Task statement =>
Return each line of the records holding the string "wall".

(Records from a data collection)
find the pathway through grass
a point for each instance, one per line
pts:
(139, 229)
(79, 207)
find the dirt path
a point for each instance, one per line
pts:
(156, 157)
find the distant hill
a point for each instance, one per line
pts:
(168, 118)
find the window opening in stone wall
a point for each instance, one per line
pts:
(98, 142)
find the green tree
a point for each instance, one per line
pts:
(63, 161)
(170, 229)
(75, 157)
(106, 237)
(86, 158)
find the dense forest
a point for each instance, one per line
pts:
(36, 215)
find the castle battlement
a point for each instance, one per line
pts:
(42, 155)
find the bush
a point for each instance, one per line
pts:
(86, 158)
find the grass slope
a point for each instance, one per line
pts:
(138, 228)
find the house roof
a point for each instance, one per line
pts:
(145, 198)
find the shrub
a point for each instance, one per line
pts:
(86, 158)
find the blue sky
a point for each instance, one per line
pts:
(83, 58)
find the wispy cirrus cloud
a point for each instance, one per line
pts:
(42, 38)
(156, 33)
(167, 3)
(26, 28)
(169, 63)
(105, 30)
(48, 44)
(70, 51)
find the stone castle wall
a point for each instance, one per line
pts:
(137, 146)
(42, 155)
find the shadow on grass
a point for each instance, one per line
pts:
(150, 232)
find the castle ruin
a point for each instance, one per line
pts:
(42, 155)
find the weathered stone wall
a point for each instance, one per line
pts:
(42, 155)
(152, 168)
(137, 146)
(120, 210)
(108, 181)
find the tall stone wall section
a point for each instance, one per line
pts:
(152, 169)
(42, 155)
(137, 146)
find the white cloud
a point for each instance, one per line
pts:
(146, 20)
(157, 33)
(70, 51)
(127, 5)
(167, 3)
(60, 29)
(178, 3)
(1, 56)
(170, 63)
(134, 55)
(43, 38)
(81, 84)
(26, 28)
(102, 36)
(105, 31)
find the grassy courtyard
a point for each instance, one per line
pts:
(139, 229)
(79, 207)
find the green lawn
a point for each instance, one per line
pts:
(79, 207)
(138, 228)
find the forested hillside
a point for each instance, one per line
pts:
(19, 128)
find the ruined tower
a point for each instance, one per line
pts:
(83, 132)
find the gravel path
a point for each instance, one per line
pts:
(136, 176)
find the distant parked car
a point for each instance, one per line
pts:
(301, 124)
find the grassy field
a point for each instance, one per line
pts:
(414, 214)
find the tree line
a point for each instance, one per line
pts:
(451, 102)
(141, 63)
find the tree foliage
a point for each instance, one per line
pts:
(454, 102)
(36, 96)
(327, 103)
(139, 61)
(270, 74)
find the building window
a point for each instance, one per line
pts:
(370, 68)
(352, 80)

Answer space =>
find the window opening in stone wall
find the stone castle wall
find the weathered stone wall
find the tall stone wall section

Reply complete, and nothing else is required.